▶ Short problem
Give the lines below again, changing every "evenodd" to "nonzero" and leaving all else as it is.

▶ Information supplied
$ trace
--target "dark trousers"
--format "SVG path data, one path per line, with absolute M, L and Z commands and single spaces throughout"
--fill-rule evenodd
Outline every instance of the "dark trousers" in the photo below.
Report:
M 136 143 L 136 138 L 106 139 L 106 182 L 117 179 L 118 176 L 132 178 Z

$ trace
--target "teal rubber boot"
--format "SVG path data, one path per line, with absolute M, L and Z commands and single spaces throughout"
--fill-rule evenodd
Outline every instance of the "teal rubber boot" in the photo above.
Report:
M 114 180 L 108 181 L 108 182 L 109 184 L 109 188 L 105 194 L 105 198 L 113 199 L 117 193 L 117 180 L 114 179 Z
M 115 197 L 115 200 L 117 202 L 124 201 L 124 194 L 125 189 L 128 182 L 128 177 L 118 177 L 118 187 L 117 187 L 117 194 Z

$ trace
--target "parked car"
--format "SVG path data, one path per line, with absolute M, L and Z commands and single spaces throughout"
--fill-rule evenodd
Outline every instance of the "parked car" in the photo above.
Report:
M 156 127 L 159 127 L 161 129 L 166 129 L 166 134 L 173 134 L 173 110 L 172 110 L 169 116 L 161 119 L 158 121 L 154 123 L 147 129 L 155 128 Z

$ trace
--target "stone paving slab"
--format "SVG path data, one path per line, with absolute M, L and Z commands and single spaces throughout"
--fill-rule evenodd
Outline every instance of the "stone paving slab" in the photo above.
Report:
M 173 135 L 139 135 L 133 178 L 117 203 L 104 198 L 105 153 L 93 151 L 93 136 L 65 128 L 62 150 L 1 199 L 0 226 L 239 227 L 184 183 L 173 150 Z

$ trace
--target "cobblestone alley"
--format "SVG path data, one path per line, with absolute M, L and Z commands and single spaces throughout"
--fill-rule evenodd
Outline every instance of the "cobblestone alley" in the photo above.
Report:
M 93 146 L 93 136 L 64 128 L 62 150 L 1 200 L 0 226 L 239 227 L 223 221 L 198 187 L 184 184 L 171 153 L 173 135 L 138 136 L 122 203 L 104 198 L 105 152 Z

▶ Exercise solution
$ trace
--target "dark trousers"
--format "SVG path data, one path per line, with absolute M, L and Z commands and single spaces throughout"
--fill-rule nonzero
Outline every instance of the "dark trousers" in the photo below.
Report:
M 136 143 L 136 138 L 106 139 L 106 182 L 117 179 L 118 176 L 132 178 Z

$ trace
--target "teal rubber boot"
--format "SVG path data, one path per line, with absolute M, L and Z commands and single spaces throughout"
--fill-rule nonzero
Outline every instance of the "teal rubber boot" in the photo above.
Report:
M 114 180 L 108 181 L 108 182 L 109 184 L 109 188 L 105 194 L 105 198 L 113 199 L 117 193 L 117 180 L 114 179 Z
M 115 197 L 115 200 L 117 202 L 124 201 L 124 194 L 125 189 L 128 182 L 128 177 L 118 177 L 118 187 L 117 187 L 117 194 Z

$ trace
--target "parked car"
--format "SVG path data, one path per line, with absolute M, L and Z commands and single spaces throughout"
--fill-rule nonzero
Outline every instance of the "parked car" in the photo above.
Report:
M 156 127 L 159 127 L 161 129 L 166 129 L 166 134 L 173 134 L 173 110 L 172 110 L 169 116 L 161 119 L 158 121 L 154 123 L 147 129 L 155 128 Z

$ trace
--target "stone paving slab"
--format "SVG path data, one path per line, with absolute M, L and Z commands and single spaces throughout"
--fill-rule nonzero
Outline every instance of the "stone paving slab" in the photo above.
Report:
M 173 135 L 139 135 L 133 178 L 117 203 L 104 198 L 105 153 L 93 151 L 93 136 L 65 128 L 62 150 L 1 199 L 0 226 L 239 227 L 184 183 L 173 150 Z

$ trace
--target "cobblestone alley"
--format "SVG path data, one path per line, with absolute M, L and Z commands and single spaces throughout"
--fill-rule nonzero
Outline every instance of the "cobblestone alley" in the photo above.
Report:
M 93 146 L 93 136 L 64 128 L 62 150 L 1 200 L 0 226 L 239 227 L 223 221 L 198 187 L 184 184 L 171 153 L 173 135 L 138 136 L 122 203 L 104 198 L 105 152 Z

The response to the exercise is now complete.